* _Data Masukan_:
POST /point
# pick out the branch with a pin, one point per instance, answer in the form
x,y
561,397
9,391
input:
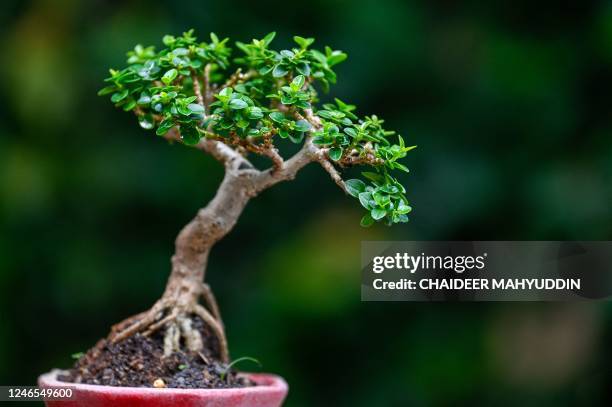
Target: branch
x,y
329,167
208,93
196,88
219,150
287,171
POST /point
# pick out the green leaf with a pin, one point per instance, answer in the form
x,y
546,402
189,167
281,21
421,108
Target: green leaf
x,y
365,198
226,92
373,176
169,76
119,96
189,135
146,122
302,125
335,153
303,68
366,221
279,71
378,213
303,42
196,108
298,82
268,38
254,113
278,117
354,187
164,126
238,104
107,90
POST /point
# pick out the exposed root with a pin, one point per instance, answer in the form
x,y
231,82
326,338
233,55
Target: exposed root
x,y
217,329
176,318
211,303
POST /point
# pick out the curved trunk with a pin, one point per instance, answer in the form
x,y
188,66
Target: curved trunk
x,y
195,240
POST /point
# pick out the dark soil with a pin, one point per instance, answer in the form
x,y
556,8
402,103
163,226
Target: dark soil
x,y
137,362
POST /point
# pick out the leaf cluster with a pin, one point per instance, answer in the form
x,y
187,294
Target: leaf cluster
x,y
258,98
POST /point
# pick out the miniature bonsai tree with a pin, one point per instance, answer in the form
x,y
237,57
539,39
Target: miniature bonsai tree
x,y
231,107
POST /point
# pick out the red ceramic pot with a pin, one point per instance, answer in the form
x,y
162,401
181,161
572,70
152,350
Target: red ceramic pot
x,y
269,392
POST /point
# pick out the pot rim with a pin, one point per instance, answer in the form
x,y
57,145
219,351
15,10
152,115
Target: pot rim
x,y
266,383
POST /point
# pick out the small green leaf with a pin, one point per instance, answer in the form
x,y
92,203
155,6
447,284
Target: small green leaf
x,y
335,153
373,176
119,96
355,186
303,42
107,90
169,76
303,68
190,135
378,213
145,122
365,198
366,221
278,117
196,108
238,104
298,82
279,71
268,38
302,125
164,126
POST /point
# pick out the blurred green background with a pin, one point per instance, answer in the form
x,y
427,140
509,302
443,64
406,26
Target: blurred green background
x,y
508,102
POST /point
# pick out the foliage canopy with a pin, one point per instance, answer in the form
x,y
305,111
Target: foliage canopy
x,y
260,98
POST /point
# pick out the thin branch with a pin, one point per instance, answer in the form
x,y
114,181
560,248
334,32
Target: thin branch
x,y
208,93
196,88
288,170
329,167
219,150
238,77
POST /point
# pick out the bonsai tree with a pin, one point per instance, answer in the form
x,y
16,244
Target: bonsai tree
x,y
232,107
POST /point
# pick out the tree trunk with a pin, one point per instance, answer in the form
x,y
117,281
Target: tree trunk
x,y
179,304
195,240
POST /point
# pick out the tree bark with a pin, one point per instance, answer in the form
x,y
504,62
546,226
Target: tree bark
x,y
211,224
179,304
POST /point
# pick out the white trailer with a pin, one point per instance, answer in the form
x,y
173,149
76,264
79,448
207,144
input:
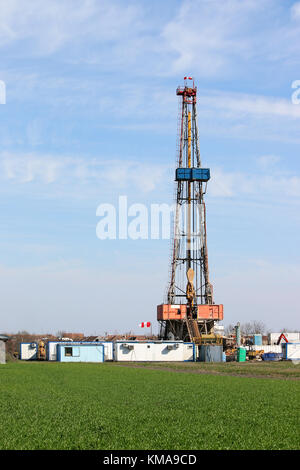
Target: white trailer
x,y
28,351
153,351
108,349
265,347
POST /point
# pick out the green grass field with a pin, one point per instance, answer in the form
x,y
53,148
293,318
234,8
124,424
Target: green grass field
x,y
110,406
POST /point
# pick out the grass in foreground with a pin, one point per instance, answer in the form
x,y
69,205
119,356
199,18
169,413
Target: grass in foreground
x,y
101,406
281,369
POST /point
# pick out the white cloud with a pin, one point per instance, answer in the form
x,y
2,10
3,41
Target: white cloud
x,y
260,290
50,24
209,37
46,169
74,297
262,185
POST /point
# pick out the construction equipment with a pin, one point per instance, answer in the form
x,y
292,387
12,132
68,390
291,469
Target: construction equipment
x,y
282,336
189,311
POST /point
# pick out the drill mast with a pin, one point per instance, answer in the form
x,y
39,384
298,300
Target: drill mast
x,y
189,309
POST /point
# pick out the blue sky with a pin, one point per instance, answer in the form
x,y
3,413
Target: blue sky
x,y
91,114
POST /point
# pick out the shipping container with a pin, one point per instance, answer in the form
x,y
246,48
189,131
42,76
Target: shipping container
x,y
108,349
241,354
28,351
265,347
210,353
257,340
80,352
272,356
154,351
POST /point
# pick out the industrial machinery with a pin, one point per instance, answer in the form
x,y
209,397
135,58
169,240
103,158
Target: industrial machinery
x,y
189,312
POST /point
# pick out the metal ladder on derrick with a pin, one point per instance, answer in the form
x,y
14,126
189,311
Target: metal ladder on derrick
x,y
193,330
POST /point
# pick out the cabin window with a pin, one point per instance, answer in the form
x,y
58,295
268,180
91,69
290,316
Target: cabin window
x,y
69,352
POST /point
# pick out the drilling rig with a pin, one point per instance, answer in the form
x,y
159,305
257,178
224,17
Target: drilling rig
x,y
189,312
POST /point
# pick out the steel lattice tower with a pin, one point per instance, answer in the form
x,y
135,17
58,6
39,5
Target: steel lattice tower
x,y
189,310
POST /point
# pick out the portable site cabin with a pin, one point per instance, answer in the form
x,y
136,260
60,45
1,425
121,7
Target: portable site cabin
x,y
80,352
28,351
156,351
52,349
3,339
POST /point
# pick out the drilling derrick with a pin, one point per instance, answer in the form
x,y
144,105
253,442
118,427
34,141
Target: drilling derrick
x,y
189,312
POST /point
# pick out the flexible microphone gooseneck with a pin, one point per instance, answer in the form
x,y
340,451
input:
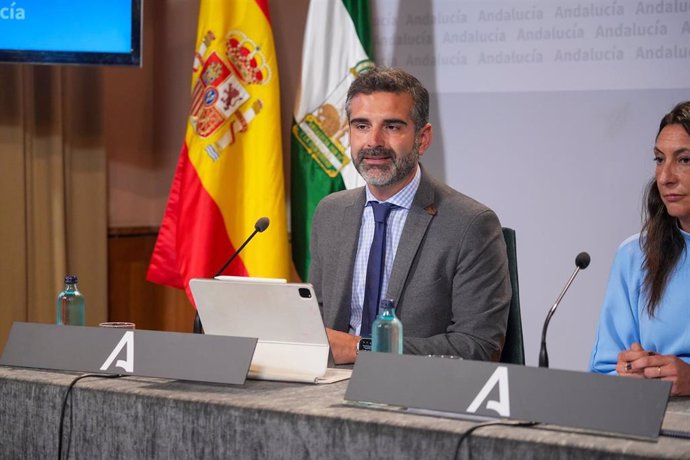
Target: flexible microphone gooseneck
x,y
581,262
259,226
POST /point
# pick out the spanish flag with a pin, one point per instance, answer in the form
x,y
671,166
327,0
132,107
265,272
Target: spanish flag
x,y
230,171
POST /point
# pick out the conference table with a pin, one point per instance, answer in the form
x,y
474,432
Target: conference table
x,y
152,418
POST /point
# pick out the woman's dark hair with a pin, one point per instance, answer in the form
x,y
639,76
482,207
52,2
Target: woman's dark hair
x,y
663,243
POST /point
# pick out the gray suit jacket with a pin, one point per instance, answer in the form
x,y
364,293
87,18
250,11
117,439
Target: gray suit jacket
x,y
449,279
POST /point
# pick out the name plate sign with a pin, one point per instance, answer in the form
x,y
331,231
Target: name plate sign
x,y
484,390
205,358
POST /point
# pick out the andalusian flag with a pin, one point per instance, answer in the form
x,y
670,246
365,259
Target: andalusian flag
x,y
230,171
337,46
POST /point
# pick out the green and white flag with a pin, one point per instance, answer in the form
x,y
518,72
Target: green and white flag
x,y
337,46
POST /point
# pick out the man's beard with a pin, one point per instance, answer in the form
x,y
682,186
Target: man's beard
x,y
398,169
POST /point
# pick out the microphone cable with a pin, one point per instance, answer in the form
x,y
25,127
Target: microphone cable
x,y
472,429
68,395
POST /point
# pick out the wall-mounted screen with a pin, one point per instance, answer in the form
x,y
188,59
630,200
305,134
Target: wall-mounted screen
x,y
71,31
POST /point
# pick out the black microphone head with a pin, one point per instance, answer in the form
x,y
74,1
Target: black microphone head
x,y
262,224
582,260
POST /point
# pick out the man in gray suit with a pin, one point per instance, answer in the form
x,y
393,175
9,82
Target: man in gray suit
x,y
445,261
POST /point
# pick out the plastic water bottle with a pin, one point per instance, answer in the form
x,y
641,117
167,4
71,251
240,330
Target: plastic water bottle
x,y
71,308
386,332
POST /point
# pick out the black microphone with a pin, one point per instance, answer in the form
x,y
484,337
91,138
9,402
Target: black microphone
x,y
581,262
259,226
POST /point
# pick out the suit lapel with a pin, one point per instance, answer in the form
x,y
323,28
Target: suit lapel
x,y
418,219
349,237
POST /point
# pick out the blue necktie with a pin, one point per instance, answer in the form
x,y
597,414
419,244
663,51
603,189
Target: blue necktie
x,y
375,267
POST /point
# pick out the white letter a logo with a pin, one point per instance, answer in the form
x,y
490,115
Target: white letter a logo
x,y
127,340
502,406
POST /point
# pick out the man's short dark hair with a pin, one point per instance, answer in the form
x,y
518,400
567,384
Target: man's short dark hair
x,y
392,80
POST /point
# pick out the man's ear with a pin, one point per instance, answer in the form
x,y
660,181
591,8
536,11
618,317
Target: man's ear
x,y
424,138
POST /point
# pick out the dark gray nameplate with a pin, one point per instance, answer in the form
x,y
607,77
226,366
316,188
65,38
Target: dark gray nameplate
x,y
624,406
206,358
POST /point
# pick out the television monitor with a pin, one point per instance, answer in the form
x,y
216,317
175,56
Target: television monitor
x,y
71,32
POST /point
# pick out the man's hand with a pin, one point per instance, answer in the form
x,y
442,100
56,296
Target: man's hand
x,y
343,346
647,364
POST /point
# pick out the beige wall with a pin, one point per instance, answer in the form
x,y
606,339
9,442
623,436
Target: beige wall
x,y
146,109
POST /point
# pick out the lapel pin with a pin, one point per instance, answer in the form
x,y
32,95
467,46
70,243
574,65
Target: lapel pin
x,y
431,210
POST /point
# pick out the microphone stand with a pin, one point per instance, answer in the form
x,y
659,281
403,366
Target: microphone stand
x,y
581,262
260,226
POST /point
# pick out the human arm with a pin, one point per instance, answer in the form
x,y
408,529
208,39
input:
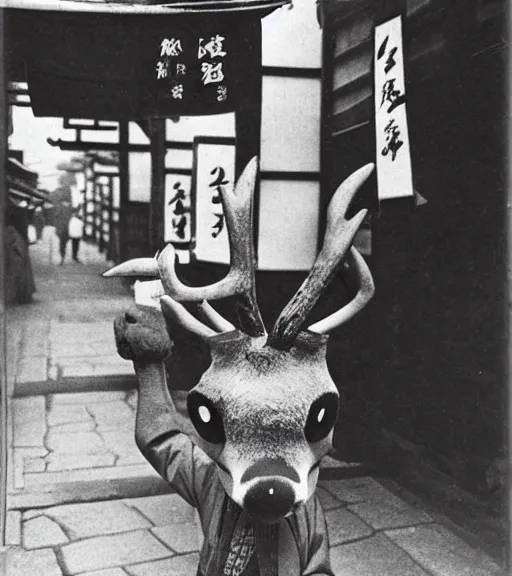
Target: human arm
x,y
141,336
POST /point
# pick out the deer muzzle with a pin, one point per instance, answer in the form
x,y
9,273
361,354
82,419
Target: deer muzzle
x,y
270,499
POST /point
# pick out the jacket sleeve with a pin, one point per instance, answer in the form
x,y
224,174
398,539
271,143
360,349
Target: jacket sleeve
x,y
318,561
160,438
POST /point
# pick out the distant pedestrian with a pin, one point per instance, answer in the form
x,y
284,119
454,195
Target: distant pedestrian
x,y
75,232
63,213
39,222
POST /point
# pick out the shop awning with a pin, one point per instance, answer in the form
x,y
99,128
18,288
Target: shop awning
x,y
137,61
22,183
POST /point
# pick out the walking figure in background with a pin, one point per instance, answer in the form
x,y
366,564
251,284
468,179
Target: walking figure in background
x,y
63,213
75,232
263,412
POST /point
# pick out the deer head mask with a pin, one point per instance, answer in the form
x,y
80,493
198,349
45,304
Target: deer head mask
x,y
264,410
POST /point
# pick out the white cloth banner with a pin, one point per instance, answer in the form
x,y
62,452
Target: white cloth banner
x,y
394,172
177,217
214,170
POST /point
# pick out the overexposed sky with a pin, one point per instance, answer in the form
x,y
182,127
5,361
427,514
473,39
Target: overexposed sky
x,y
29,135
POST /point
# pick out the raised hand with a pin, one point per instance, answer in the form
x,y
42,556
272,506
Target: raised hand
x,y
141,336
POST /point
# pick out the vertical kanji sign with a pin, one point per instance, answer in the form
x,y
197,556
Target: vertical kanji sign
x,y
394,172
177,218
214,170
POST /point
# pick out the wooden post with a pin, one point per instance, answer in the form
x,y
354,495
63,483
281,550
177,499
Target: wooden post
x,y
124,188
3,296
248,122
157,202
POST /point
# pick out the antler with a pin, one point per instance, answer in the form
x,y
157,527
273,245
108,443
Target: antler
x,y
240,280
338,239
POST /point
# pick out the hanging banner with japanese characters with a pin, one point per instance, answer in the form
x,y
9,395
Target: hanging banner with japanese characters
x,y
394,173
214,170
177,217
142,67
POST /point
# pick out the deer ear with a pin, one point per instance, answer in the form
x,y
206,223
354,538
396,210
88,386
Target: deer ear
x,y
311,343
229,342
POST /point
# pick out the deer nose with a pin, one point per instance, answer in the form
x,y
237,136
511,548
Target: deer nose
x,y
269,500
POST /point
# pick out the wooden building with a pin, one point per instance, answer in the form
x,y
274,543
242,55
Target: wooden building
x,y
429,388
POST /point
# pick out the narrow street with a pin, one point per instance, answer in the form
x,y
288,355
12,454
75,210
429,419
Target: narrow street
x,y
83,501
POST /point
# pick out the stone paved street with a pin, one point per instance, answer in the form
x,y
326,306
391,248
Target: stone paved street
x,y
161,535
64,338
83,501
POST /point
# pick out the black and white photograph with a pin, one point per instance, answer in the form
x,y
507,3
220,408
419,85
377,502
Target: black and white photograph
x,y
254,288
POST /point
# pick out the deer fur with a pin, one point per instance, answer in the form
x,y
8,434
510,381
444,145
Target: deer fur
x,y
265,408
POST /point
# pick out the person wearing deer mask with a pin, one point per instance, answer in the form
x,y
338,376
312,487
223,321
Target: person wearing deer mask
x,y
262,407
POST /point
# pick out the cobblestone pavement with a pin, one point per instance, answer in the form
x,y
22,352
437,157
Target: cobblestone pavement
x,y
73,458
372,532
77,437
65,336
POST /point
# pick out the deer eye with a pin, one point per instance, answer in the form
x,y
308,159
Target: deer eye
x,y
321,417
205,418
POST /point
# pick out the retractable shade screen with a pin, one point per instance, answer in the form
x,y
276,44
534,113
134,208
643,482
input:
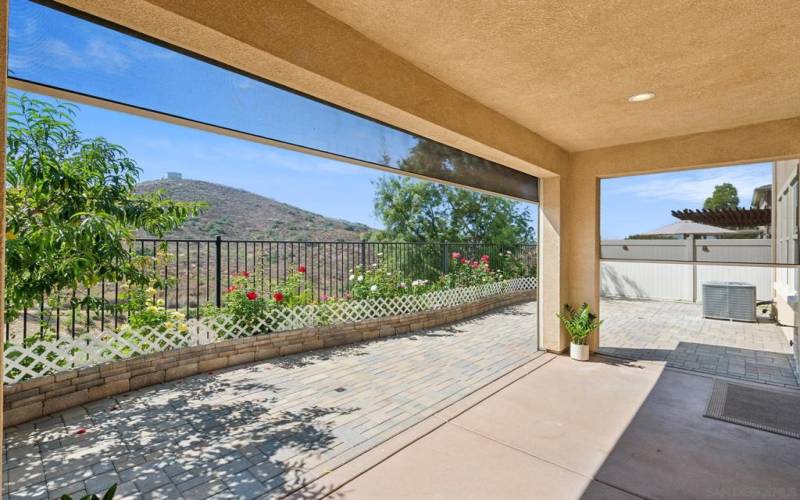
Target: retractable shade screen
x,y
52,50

* _Uraian Tugas_: Hitung baris dalam daftar di atas yang memuat kata "gooseneck", dengan membedakan huruf besar dan huruf kecil. Jawab hanya dengan angkanya.

* _Keluaran Lengkap_: 2